What is needed
Reproduce the data that follows in its entirety, character for character.

Available records
======

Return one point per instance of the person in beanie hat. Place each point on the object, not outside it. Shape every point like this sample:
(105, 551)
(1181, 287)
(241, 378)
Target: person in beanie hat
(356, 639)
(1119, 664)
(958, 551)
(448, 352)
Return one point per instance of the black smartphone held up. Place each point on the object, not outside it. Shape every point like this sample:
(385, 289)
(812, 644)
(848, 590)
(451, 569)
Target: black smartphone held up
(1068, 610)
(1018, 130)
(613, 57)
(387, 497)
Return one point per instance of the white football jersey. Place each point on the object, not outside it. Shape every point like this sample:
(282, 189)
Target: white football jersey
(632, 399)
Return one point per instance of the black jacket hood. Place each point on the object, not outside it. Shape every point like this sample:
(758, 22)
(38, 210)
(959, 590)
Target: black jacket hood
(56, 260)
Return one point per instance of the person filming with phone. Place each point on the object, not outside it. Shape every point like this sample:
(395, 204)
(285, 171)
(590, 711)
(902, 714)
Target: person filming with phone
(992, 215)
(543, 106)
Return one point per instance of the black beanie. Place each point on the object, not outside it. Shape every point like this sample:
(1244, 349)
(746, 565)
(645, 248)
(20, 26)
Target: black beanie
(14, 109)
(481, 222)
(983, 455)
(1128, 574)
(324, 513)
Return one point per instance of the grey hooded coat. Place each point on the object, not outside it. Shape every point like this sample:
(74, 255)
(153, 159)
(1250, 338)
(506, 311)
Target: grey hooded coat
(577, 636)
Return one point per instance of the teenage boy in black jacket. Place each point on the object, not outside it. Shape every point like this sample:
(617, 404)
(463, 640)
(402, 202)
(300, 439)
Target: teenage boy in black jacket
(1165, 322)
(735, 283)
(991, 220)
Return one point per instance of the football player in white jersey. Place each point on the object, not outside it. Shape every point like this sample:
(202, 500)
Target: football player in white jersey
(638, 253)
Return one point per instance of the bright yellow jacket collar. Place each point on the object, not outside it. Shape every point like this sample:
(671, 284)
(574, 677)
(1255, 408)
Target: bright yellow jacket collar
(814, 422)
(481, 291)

======

Output below
Return one point per instance of the person in beanie hat. Place each point on the object, not outside it. Shape every point like this sample:
(105, 551)
(1181, 287)
(241, 378)
Target: person in beanie hat
(356, 639)
(1119, 664)
(958, 551)
(448, 352)
Return one point per instance of the black smartphone held up. Place each point on the object, not outside it. Shape every point like this sample:
(385, 289)
(812, 644)
(848, 590)
(451, 569)
Target: black smartphone held up
(1068, 610)
(1018, 130)
(613, 57)
(387, 497)
Return one point per instance of the white football jersey. Place each point on the object, not outside it. Shape every point like this sample:
(282, 189)
Target: white football jersey
(632, 399)
Return one point per instance of the black jacket hood. Place each point on the object, not outside it. Shape every point like this sample:
(758, 22)
(38, 210)
(959, 590)
Target: black jacket hood
(56, 260)
Return one point per instance of the person filming with phone. Place each point on the object, not outside it. Shape every point like this sample:
(395, 204)
(285, 171)
(590, 711)
(902, 714)
Target: person filming with phone
(992, 215)
(543, 106)
Return one point per instance of the black beanie. Place each point on the object, not outside it. Shape every point like this sample:
(1244, 349)
(746, 565)
(645, 248)
(20, 26)
Target: black beanie
(14, 109)
(481, 222)
(983, 455)
(1128, 574)
(324, 513)
Return one point per instance of the grey hooded coat. Place each point on the object, not outside it. Shape every point like this sample:
(74, 255)
(153, 159)
(1250, 338)
(506, 311)
Target: grey hooded coat
(577, 636)
Return one point per instance of the teenage boy in black jacket. Place each point on the object, not outside it. Shape every point like this sample:
(617, 404)
(463, 640)
(402, 202)
(300, 439)
Target: teenage boy in black jacket
(1165, 322)
(735, 283)
(991, 220)
Return one point per instance of the football player in white jersey. Place each point on the object, not outside it. Shape every point like this sample:
(202, 500)
Target: football player in white jersey
(638, 253)
Return one point per instance of the bright yellow jacket collar. Place each point on the object, not outside it. Shape every point like this sample:
(671, 284)
(574, 677)
(1255, 408)
Target: bright yellow jacket collar
(814, 422)
(481, 291)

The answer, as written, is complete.